- Task description
Copy the records, requests included, from the start up to and including the line with "(328, 110), (600, 231)", and shift every bounding box coordinate in the answers by -102. Leave the pictures out.
════
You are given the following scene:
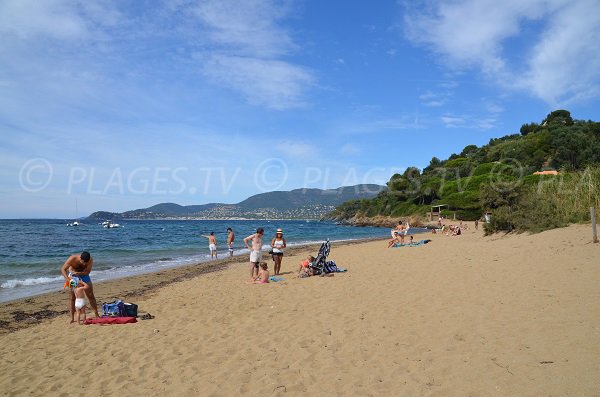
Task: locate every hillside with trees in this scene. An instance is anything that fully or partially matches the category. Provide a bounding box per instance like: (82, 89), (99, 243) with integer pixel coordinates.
(328, 110), (600, 231)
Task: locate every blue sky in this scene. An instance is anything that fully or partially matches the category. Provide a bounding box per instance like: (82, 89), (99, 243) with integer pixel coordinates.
(0, 0), (600, 218)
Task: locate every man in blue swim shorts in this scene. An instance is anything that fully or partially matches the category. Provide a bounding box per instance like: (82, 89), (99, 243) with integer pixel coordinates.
(60, 251), (100, 323)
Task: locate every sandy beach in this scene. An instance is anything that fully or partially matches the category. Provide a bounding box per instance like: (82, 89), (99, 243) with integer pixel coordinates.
(0, 225), (600, 396)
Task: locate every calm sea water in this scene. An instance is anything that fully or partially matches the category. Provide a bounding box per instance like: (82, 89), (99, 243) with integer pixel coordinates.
(0, 220), (418, 302)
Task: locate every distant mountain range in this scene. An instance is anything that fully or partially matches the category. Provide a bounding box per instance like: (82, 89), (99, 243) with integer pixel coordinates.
(88, 184), (386, 220)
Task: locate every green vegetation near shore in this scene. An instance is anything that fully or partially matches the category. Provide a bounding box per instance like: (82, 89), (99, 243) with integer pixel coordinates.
(329, 110), (600, 232)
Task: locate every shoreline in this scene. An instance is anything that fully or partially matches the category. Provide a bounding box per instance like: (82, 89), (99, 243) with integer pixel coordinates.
(0, 225), (600, 396)
(0, 238), (383, 336)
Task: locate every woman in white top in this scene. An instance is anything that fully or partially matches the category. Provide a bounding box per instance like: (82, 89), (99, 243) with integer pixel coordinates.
(271, 229), (287, 275)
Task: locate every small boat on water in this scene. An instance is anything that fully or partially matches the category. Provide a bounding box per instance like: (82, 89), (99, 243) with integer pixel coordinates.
(102, 221), (121, 229)
(67, 200), (83, 227)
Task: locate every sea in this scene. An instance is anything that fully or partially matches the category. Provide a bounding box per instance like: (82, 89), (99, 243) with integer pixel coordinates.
(0, 219), (432, 302)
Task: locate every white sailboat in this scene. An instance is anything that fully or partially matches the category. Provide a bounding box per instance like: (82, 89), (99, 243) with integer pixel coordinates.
(67, 200), (83, 226)
(102, 221), (121, 229)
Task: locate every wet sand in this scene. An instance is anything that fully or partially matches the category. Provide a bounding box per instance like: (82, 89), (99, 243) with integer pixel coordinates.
(0, 225), (600, 396)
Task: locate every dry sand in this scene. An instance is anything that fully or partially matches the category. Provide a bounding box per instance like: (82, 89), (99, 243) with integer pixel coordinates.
(0, 225), (600, 396)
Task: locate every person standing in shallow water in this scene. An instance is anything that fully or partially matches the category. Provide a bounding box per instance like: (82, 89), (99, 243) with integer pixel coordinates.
(60, 251), (100, 323)
(227, 227), (235, 257)
(244, 227), (265, 281)
(202, 232), (217, 259)
(271, 229), (287, 276)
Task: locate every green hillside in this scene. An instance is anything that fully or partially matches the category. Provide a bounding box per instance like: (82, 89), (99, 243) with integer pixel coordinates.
(329, 110), (600, 229)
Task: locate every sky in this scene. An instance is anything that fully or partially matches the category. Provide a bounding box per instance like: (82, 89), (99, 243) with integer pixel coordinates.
(0, 0), (600, 219)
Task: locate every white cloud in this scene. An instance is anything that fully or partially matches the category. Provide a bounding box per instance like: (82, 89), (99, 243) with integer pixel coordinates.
(340, 143), (361, 156)
(404, 0), (600, 105)
(419, 90), (447, 107)
(442, 114), (466, 128)
(518, 0), (600, 106)
(194, 0), (314, 110)
(203, 55), (313, 110)
(441, 113), (497, 130)
(194, 0), (295, 58)
(275, 141), (318, 160)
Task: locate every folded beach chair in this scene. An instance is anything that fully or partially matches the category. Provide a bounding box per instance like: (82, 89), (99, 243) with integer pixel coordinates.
(310, 239), (331, 275)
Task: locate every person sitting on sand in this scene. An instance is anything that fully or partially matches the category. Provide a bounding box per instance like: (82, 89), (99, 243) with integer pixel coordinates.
(298, 255), (315, 276)
(71, 277), (90, 325)
(202, 232), (218, 259)
(254, 262), (269, 284)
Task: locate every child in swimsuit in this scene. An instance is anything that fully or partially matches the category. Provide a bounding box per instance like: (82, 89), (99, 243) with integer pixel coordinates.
(71, 277), (90, 325)
(254, 262), (269, 284)
(298, 255), (315, 277)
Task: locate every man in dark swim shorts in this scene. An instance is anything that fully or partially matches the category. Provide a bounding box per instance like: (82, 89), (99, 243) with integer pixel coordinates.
(60, 251), (100, 323)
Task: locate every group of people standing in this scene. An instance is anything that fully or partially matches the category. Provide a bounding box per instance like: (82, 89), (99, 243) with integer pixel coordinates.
(388, 221), (412, 248)
(202, 227), (287, 283)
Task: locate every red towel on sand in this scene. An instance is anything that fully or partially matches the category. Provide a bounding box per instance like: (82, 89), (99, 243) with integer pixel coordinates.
(85, 317), (137, 325)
════
- Written answer
You are given the following scene:
Task: locate every hillside with trees in this scene. An instance is anything that fully or partially matches the category. Provide a bounding box per instance like: (82, 89), (99, 243) with integer pixel coordinates.
(226, 8), (498, 129)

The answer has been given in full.